Zu bearbeitende Aufgaben
1. Fasse den Absatz „Die den Beteiligten des hiesigen Verfahrens …“ aus dem Textauszug über die Abänderung der Teilungserklärung als knappe Stichpunktliste zusammen, ohne seine wesentlichen Aussagen zu verlieren.
2. Bitte führe den Textauszug über die Abänderung der Teilungserklärung im Anschluss an seinen letzten Satz fort.

10 Stellte man demgegenüber auf den Eingang der Rechtsmittel- bzw. Änderungsschrift nach dem 1.7.2007 ab,
führte das zu unerwünschten Verzögerungen und Erschwernissen. Die Beteiligten können nicht auf § 323 ZPO
verwiesen werden, denn der zur Änderung anstehende Vergleich, der im wesentlichen aus Bestimmungen der
Teilungserklärung besteht, enthält keine Verpflichtung zu künftig fällig werdenden wiederkehrenden Leistungen
i.S.d. § 323 Abs. 1 Satz 1 ZPO (vgl. auch § 238 FamFG). Auch wenn seine Herkunft aus dem Verfahren der
freiwilligen Gerichtsbarkeit der Abänderung gemäß § 323 ZPO grundsätzlich nicht entgegensteht, ist es
unverzichtbar, dass der Schuldtitel über bürgerlich-rechtliche Ansprüche befindet (Stein-Jonas/Leipold , ZPO,
20. Aufl., § 323 Rdnr. 16). Das ist bei einer Teilungserklärung, die solche Ansprüche erst schafft, nicht der Fall.
11 Die den Beteiligten des hiesigen Verfahrens verbleibende Möglichkeit einer auf die §§ 10 Abs. 2 Satz 3 WEG,
313 Abs. 1 BGB gestützten Klage vor dem Prozessgericht müsste den gesamten Prozessstoff erneut
aufrollen, was mit erheblichen Verzögerungen einhergeht. Dabei stellt sich überdies die Frage, ob das
Prozessgericht ändernd in einen Titel der freiwilligen Gerichtsbarkeit eingreifen darf; einen solchen Eingriff sieht
weder das alte noch das neue WEG-Recht vor.

(Zeilen aus einem Datensatz)
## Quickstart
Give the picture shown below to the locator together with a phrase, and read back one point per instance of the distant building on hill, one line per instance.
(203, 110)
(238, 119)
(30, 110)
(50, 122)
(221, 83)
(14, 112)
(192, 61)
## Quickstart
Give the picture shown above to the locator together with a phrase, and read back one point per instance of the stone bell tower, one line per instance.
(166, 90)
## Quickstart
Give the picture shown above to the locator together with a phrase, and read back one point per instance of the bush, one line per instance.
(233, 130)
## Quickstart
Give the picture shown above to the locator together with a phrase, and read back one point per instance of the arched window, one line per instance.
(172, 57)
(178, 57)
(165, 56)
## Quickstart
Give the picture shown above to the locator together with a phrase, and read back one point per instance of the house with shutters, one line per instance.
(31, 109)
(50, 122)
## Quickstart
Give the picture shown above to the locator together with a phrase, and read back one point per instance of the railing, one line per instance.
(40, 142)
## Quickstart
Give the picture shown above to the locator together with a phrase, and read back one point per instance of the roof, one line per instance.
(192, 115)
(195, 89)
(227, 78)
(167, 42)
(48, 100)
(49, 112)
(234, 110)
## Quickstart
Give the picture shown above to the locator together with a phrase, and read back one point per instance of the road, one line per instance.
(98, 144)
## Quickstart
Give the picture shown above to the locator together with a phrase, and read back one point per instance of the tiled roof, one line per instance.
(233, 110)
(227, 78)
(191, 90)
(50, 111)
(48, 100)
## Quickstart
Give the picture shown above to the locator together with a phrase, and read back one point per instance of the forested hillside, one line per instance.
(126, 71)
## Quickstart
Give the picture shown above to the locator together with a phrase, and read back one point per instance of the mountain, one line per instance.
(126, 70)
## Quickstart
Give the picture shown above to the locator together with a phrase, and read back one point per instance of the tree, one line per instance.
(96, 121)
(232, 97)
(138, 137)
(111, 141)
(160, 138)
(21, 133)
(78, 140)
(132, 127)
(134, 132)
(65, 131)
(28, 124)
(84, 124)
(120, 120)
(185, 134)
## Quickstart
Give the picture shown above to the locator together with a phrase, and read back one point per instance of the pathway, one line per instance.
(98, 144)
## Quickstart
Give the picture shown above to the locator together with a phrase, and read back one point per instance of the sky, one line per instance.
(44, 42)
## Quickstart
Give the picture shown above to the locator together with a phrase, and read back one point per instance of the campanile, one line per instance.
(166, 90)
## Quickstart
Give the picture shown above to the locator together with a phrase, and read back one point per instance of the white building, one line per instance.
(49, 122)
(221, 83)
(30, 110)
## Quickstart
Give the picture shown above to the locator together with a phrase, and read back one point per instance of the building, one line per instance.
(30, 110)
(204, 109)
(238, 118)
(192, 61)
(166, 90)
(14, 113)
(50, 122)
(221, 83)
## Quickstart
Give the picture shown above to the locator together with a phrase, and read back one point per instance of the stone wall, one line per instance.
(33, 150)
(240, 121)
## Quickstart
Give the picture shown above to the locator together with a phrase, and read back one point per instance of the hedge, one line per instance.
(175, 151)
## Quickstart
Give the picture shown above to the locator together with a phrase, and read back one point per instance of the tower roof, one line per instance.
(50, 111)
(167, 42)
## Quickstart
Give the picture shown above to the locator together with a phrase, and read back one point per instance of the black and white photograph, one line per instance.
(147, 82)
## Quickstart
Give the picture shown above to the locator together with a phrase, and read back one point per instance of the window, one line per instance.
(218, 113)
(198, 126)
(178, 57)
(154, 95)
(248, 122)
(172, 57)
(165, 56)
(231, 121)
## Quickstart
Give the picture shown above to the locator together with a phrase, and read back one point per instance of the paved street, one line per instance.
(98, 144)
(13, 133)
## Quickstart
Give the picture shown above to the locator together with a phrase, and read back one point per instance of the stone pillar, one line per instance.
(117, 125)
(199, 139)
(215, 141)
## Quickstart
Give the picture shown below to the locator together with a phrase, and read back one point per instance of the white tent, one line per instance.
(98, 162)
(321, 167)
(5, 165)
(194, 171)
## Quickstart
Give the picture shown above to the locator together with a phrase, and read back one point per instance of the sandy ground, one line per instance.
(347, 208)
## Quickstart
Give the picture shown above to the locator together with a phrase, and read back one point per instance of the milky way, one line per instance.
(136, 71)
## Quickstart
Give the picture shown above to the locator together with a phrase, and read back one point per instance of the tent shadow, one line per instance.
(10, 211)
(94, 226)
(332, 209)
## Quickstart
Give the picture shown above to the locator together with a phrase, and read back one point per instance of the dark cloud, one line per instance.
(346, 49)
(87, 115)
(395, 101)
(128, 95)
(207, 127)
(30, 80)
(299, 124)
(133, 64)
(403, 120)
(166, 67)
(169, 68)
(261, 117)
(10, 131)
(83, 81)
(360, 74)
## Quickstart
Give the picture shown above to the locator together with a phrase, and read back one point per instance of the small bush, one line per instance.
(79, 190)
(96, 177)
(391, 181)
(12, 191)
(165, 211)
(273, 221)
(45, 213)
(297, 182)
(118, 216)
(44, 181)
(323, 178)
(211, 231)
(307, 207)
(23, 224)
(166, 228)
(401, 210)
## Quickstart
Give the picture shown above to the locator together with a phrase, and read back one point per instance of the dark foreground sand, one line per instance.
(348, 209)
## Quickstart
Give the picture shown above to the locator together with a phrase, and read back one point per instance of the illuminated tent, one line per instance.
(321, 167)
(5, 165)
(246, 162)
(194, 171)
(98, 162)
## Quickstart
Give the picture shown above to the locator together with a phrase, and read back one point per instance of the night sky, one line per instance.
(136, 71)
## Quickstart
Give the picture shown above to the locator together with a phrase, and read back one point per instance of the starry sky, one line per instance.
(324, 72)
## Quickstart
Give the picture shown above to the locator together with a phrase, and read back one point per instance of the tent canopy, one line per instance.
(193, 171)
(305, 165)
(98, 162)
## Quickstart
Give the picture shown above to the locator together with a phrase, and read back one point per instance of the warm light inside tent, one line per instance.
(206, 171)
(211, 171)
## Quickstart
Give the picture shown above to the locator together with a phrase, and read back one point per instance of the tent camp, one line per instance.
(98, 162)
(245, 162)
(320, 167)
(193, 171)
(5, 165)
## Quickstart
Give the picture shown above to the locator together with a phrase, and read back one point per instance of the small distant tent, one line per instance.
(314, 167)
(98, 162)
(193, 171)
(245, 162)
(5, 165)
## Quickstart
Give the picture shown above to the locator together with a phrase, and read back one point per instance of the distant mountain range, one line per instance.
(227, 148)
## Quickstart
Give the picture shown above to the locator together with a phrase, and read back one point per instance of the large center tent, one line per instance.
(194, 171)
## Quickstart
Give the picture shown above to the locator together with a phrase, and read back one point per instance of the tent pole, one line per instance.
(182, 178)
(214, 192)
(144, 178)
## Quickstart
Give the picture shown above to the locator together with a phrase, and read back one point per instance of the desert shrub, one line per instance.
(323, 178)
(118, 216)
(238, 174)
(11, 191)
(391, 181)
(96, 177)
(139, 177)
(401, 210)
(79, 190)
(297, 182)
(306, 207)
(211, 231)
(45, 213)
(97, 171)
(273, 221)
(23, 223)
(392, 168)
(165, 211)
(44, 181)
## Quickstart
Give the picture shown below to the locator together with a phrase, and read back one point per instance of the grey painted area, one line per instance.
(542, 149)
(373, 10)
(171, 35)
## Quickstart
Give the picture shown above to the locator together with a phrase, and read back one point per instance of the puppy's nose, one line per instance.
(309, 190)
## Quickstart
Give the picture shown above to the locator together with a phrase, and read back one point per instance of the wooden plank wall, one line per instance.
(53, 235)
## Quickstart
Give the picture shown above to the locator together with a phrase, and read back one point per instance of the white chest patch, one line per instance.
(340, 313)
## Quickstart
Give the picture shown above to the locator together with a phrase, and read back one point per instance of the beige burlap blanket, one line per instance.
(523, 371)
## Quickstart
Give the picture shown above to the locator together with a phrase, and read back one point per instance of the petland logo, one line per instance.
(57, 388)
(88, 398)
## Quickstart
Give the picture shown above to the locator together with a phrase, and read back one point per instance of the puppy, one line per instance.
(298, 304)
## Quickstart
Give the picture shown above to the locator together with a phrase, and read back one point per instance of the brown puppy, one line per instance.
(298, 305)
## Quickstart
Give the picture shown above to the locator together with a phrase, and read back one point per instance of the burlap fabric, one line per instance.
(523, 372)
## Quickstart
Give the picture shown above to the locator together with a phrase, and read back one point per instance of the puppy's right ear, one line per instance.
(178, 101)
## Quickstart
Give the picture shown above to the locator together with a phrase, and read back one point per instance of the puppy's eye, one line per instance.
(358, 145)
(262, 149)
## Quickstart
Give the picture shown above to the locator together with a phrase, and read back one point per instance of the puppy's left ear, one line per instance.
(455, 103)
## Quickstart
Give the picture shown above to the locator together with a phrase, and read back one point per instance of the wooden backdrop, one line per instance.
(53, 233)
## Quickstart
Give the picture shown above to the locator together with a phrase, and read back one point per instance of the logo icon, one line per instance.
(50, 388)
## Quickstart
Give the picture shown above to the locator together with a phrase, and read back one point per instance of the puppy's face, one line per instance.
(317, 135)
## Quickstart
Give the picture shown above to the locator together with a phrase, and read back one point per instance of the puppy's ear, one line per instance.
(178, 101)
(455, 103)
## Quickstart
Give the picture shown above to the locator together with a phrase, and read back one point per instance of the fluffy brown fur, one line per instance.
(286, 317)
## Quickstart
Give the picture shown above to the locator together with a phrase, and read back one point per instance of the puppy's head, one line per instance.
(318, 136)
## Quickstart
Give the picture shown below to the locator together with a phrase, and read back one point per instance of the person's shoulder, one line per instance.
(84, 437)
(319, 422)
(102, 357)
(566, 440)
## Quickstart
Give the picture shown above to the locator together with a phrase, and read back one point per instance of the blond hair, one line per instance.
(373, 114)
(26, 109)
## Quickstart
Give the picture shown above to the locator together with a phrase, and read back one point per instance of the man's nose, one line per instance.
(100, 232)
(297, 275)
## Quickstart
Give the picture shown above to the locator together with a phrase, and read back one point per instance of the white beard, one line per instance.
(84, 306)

Lösungen je Aufgabe
1.
- Den Beteiligten bleibt nur eine Klage vor dem Prozessgericht, gestützt auf §§ 10 Abs. 2 Satz 3 WEG, 313 Abs. 1 BGB.
- Eine solche Klage müsste den gesamten Prozessstoff erneut aufrollen und brächte erhebliche Verzögerungen mit sich.
- Außerdem ist fraglich, ob das Prozessgericht in einen Titel der freiwilligen Gerichtsbarkeit ändernd eingreifen darf, denn weder das alte noch das neue WEG-Recht sieht einen solchen Eingriff vor.

2.
12 Das bestätigt die Nähe zum gesetzlichen Vorbild des § 45 Abs. 4 WEG a.F., dem § 17 HausrVO. Hier wie dort
entfaltet die Erstentscheidung insoweit Bindungswirkung, als die Grundlage der Erstentscheidung gewahrt
bleiben muss (vgl. § 323 Abs. 4 ZPO; Zöller/Vollkommer , ZPO 28. Aufl. 46). Diese Verklammerung wahrt nur,
wenn auch Anträge gemäß § 45 Abs. 4 WEG a.F., die nach dem 1.7.2007 bei Gericht eingehen, nach altem
Recht bearbeitet werden. Dies wahrt das Vertrauen der Beteiligten in die rechtskräftig ergangene gerichtliche
Verfügung oder Vergleich, denn der Eingriffsbefugnis des Gerichts sind aus Gründen der Rechtskraftwirkung
Grenzen gesetzt (Bärmann/Pick/Merle, WEG, 9. Aufl., § 45 Rdnr. 126).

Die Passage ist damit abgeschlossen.